#### [ENTRIES SHOWN]

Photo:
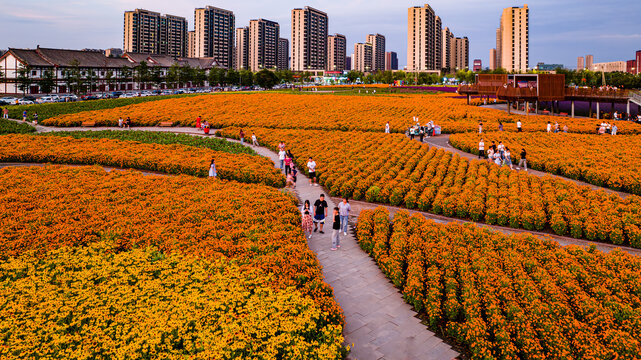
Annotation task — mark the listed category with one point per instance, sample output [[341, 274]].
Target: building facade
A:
[[309, 39], [446, 49], [263, 44], [241, 50], [493, 59], [589, 62], [152, 33], [513, 47], [363, 57], [214, 33], [391, 60], [378, 51], [580, 63], [336, 52], [612, 66], [95, 71], [283, 54], [421, 23]]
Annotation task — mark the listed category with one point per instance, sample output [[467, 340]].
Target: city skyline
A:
[[556, 35]]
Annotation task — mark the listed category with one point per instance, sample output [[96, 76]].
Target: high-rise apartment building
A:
[[421, 23], [460, 53], [378, 51], [263, 44], [150, 32], [446, 48], [438, 43], [362, 57], [214, 29], [513, 39], [391, 60], [241, 50], [580, 63], [191, 44], [493, 59], [336, 52], [309, 39], [589, 62], [173, 36], [283, 54]]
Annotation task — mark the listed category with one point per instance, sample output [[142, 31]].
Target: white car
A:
[[25, 102]]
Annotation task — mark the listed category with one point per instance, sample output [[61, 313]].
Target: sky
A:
[[560, 31]]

#### [BRIEF]
Rewrite all the data above, putting "Category" in place of "Target" wherever it occurs and changing nothing else. Leave the pictures out.

#### [ANSWER]
Photo:
Annotation task — mark the listed category with one point per instance, sample output [[341, 274]].
Category: building facade
A:
[[309, 39], [446, 49], [263, 44], [241, 50], [493, 59], [589, 62], [152, 33], [513, 47], [363, 57], [214, 33], [391, 60], [378, 51], [580, 63], [336, 52], [612, 66], [95, 71], [283, 54], [421, 23]]
Annotation task — mark the listed category with one point per instance, sample output [[467, 340]].
Category: city skyline
A:
[[556, 35]]
Annotation task — mark the listed category with one point per instance, sample output [[96, 76]].
Category: high-rise apartment building
A:
[[421, 23], [460, 53], [378, 51], [263, 44], [150, 32], [446, 48], [438, 43], [362, 57], [214, 29], [513, 39], [391, 60], [241, 50], [580, 63], [191, 44], [493, 59], [336, 52], [309, 39], [589, 62], [173, 36], [283, 54]]
Annotation task — mark the listed category with one point per instance, sample output [[142, 31]].
Category: white car
A:
[[25, 102]]
Annotation task — mark the listed category with one point per instance, sample output [[61, 313]].
Category: sky
A:
[[560, 31]]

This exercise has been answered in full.